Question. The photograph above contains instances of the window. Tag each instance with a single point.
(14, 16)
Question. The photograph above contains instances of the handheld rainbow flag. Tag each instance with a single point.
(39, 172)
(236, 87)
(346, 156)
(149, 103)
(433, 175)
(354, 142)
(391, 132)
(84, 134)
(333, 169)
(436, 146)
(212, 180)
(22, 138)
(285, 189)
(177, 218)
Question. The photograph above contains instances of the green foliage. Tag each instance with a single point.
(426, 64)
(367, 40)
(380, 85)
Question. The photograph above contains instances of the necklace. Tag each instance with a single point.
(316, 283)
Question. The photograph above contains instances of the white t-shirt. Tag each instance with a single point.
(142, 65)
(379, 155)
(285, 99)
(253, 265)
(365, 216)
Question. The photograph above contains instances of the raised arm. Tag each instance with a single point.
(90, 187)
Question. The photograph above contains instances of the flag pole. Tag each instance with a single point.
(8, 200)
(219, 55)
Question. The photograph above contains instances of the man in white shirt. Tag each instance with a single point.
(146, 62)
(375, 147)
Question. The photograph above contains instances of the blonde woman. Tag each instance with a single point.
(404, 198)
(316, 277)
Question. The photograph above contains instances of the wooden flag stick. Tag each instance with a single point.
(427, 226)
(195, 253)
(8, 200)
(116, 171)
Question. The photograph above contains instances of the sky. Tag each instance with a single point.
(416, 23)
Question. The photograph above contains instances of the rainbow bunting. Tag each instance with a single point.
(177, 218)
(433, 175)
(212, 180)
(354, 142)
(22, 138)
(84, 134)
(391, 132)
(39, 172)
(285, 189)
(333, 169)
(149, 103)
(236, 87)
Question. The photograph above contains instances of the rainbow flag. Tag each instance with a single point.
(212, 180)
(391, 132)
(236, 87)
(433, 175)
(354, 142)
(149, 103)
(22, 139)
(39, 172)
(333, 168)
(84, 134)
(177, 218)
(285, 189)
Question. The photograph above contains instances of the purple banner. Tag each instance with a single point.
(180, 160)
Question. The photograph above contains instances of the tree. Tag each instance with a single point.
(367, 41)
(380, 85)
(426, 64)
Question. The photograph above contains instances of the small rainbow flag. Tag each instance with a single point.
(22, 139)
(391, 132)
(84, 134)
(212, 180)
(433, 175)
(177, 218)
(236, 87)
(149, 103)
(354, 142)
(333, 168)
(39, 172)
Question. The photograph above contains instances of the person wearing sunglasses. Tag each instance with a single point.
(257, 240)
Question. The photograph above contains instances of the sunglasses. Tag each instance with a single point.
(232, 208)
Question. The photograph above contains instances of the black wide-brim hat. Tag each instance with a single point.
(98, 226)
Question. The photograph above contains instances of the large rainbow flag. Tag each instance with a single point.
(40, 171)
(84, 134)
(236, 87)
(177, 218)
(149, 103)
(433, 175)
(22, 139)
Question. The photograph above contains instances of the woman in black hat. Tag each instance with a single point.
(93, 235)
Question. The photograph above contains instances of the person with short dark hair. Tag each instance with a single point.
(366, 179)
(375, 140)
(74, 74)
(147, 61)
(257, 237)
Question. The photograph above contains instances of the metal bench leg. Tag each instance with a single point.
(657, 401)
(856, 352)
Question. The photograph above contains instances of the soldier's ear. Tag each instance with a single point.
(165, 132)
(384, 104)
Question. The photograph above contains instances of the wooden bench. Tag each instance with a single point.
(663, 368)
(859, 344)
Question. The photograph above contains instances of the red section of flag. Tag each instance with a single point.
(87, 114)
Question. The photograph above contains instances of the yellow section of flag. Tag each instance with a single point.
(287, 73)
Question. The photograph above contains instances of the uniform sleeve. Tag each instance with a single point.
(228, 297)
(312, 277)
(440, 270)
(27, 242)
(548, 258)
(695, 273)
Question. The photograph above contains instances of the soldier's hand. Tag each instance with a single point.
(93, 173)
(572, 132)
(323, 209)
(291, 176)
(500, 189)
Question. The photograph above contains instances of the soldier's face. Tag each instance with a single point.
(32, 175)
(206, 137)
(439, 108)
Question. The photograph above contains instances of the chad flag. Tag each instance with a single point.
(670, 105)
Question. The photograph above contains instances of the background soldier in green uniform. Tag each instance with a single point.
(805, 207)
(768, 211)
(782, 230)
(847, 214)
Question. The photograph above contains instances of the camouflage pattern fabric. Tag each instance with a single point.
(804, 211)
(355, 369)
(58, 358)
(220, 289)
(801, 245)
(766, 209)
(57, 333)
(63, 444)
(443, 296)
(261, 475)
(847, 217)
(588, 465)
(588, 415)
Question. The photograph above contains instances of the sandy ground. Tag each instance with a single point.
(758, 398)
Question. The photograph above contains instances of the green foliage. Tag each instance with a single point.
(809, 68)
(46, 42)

Task requirements: Down to the last line, give the records again exactly.

Exercise output:
Question. The photograph above contains instances of the window. Tag each instance with a single point.
(14, 16)
Question. The photograph above contains instances of the handheld rainbow flag. Tag each instance with a single point.
(39, 172)
(236, 87)
(346, 156)
(149, 103)
(433, 175)
(354, 142)
(391, 132)
(84, 134)
(333, 169)
(436, 146)
(212, 180)
(22, 138)
(285, 189)
(177, 218)
Question. The photograph above contains instances of the green foliage. Tag each instance with a single point.
(426, 64)
(367, 40)
(380, 85)
Question. The photograph above contains instances of the necklace. Tag each instance with a single point.
(316, 283)
Question. The photograph above contains instances of the white t-shirt. Tag each instance with a single point.
(142, 65)
(379, 155)
(285, 99)
(253, 265)
(365, 216)
Question. The photograph above contains instances of the raised arm. Tag each instance with a single point.
(90, 187)
Question. The photograph above contains instances of the flag pole. Tag each instance with a single point.
(8, 200)
(219, 55)
Question. The photograph above contains instances of the man in white shirt. Tag each instance with a single point.
(146, 62)
(375, 147)
Question. The photograph above contains instances of the blonde woman. Tag each instance with a single point.
(404, 198)
(316, 277)
Question. The photograph above contains instances of the wooden flag stick. Tag each instance with a single point.
(427, 226)
(195, 253)
(8, 200)
(116, 171)
Question. The photograph above contains instances of the sky. Tag each instance with a single point.
(416, 23)
Question. The photograph above contains instances of the rainbow bunting. Tag each instance with a single point.
(177, 218)
(433, 175)
(212, 180)
(354, 142)
(22, 138)
(84, 134)
(391, 132)
(39, 172)
(285, 189)
(333, 169)
(149, 103)
(236, 87)
Question. The photograph above contains instances of the rainbow flag. Tag each instance with a single point.
(212, 180)
(391, 132)
(236, 87)
(433, 175)
(354, 142)
(149, 103)
(22, 139)
(39, 172)
(333, 168)
(84, 134)
(177, 218)
(285, 189)
Question. The photograph above contains instances of the purple banner. Tag each instance with a single point.
(180, 160)
Question. The photograph above contains instances of the tree. Tag each instance with a single point.
(367, 41)
(380, 85)
(426, 64)
Question. The photograph above contains instances of the small rainbow flag. Tag each instance with a single point.
(22, 139)
(391, 132)
(84, 134)
(212, 180)
(433, 175)
(177, 218)
(236, 87)
(149, 103)
(354, 142)
(333, 168)
(39, 172)
Question. The photograph above contains instances of the person wearing sunglasses. Tag each instance with a single point.
(257, 240)
Question. The photograph above contains instances of the sunglasses. Tag each instance with a single point.
(232, 208)
Question. The photograph above contains instances of the black wide-brim hat. Tag each instance with a single point.
(98, 226)
Question. The photograph above contains instances of the large rainbow flag. Tag each instance with a single point.
(40, 171)
(84, 134)
(236, 87)
(177, 218)
(149, 103)
(433, 175)
(22, 139)
Question. The photograph above contains instances of the woman in black hat. Tag each instance with a single point.
(93, 235)
Question. The photograph above contains instances of the person with short dark hair. Tag each instance with a single point.
(366, 179)
(375, 140)
(74, 74)
(147, 61)
(257, 237)
Question. The photograph above contains instances of the metal bench leg. Tag each instance with a single point.
(657, 401)
(856, 352)
Question. The photograph above contains instances of the soldier's ear. Tag each instance with a single point.
(165, 132)
(384, 104)
Question. The photograph above contains instances of the wooden bench. Tag each instance with a single point.
(663, 368)
(859, 344)
Question. The photograph above contains instances of the red section of flag. Tag each instance with a single point.
(87, 114)
Question. The photograph above contains instances of the yellow section of flag. Tag each instance with a single point.
(287, 73)
Question. The photograph above contains instances of the uniform sleeve. Tag each instance with a single point.
(228, 297)
(312, 277)
(440, 270)
(27, 242)
(548, 258)
(695, 273)
Question. The photograph above contains instances of the soldier's hand. Tag each instance with a single point.
(93, 173)
(572, 132)
(323, 209)
(291, 176)
(500, 189)
Question. The photograph above contains instances of the soldier's face. Tag each instance with a single point.
(32, 175)
(206, 137)
(439, 108)
Question. The photograph above contains instances of the chad flag. Tag each instance with a single point.
(670, 105)
Question. The photograph above contains instances of the background soldier in green uniform. Tag each instance with a single point.
(805, 207)
(768, 211)
(782, 230)
(847, 214)
Question. The photograph above contains instances of the camouflage pattern fabric. Tag each instance with a single point.
(804, 211)
(355, 369)
(58, 358)
(220, 289)
(801, 245)
(766, 209)
(57, 333)
(63, 444)
(443, 296)
(261, 475)
(847, 217)
(588, 465)
(588, 415)
Question. The photograph above contains instances of the sandy ground. Tag each instance with a single point.
(758, 398)
Question. The photograph above contains instances of the green foliage. Tag each instance with a single point.
(809, 68)
(46, 42)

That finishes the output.